## BEGIN Material supplied

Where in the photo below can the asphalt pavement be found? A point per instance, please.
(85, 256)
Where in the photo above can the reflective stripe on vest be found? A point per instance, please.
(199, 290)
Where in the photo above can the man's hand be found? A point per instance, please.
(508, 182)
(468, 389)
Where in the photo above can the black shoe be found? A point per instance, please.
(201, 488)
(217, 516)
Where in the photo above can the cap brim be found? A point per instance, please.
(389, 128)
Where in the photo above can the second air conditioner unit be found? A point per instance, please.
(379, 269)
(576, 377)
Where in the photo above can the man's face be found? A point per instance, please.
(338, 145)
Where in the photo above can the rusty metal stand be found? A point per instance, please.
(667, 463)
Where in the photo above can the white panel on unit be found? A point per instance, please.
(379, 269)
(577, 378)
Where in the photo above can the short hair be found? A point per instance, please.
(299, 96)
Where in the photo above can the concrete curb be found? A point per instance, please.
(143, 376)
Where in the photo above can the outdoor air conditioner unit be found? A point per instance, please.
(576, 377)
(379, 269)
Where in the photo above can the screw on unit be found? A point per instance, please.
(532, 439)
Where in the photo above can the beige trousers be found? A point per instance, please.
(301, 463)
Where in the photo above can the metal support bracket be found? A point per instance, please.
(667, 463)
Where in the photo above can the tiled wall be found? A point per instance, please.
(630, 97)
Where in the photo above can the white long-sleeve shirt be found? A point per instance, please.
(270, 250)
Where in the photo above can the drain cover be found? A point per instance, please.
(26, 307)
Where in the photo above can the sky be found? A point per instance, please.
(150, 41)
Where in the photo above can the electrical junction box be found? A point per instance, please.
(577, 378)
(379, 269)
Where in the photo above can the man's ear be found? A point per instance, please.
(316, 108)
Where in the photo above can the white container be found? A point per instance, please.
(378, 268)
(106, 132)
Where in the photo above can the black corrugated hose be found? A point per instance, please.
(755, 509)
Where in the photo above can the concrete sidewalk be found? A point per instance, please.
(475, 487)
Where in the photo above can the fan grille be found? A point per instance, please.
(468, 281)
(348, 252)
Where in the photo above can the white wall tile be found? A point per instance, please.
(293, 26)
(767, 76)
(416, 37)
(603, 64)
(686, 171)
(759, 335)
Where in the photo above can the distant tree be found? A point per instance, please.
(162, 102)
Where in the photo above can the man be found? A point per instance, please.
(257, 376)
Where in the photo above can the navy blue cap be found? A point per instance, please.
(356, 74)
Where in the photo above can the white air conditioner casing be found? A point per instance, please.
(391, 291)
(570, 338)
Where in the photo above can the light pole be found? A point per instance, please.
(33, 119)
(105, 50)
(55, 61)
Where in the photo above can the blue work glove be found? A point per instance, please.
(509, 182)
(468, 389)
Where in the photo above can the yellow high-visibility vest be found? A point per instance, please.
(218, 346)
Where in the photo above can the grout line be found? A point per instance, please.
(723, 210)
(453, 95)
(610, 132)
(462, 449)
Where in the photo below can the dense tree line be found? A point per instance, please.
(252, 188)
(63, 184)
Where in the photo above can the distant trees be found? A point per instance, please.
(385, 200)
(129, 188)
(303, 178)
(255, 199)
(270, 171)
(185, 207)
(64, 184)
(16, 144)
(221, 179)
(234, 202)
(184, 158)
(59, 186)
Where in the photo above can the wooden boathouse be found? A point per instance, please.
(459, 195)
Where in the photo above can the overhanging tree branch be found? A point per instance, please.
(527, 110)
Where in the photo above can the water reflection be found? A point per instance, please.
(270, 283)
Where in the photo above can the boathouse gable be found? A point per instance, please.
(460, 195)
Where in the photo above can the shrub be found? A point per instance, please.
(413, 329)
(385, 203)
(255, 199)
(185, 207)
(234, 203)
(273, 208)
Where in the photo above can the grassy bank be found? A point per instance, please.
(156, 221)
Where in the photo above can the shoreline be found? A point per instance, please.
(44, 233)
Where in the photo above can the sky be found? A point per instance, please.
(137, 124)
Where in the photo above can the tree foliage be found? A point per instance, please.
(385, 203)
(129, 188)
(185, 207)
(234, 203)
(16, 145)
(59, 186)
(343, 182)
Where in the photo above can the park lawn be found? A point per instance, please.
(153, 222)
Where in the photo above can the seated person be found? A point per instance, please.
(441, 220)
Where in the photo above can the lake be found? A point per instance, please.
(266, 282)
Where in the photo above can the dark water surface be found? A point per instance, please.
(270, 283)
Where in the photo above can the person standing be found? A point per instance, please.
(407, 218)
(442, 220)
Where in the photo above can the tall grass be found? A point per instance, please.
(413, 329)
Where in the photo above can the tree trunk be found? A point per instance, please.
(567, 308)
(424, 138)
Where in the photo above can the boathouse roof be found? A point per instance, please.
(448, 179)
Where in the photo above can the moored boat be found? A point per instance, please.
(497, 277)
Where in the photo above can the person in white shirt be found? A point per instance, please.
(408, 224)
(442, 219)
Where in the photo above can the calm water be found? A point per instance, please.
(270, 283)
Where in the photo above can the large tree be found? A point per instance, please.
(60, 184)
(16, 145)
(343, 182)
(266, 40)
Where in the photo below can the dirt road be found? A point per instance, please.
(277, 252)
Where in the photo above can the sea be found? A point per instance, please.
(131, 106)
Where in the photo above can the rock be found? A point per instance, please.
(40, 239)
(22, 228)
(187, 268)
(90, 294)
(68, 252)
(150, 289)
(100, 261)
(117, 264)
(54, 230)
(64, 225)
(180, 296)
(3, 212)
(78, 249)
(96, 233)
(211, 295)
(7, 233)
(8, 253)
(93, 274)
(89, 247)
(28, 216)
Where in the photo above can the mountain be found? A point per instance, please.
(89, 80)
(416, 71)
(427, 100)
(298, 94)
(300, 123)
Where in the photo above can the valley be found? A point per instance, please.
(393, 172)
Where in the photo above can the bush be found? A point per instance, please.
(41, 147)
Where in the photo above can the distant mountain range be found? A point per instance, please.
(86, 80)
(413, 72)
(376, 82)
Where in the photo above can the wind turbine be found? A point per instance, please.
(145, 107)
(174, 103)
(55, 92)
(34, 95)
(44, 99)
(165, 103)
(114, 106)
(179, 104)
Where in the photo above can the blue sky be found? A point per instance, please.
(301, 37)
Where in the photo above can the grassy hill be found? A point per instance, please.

## END Material supplied

= Task instructions =
Take every line from the one containing "Where in the photo above can the boathouse roof" to the end of the listing and output it exactly, with nothing else.

= Problem solution =
Where in the photo above can the boathouse roof be found? A point per instance, please.
(448, 179)
Where in the photo above can the moored boat be found? A point per instance, please.
(497, 277)
Where in the photo above can the person in white shirt be found? A point per instance, please.
(408, 224)
(442, 219)
Where in the photo above can the calm water be found? A point per instance, please.
(270, 283)
Where in the photo above can the large tree be found? A point per instance, please.
(60, 184)
(16, 145)
(343, 182)
(266, 40)
Where in the photo below can the dirt road be found? A point per instance, please.
(277, 252)
Where in the photo above can the sea be found? A point per instance, please.
(131, 106)
Where in the photo above can the rock be found? A point per instance, please.
(40, 239)
(22, 228)
(187, 268)
(90, 294)
(68, 252)
(150, 289)
(100, 261)
(117, 264)
(54, 230)
(64, 225)
(180, 296)
(3, 212)
(78, 249)
(96, 233)
(211, 295)
(7, 233)
(8, 253)
(93, 274)
(89, 247)
(28, 216)
Where in the photo above can the mountain be found? A point per instance, please.
(89, 80)
(416, 71)
(427, 100)
(298, 94)
(300, 123)
Where in the photo above can the valley be found? A point per instance, please.
(393, 172)
Where in the photo above can the bush be found? A point per instance, please.
(41, 147)
Where in the photo above can the distant mountain range be found? A point per instance, please.
(86, 80)
(413, 72)
(376, 82)
Where in the photo above can the wind turbine be found? A point per instance, please.
(145, 107)
(174, 103)
(55, 92)
(34, 95)
(44, 99)
(165, 103)
(114, 106)
(179, 104)
Where in the photo above can the blue sky be found? A point per instance, please.
(301, 37)
Where in the photo above can the grassy hill be found? A point per instance, please.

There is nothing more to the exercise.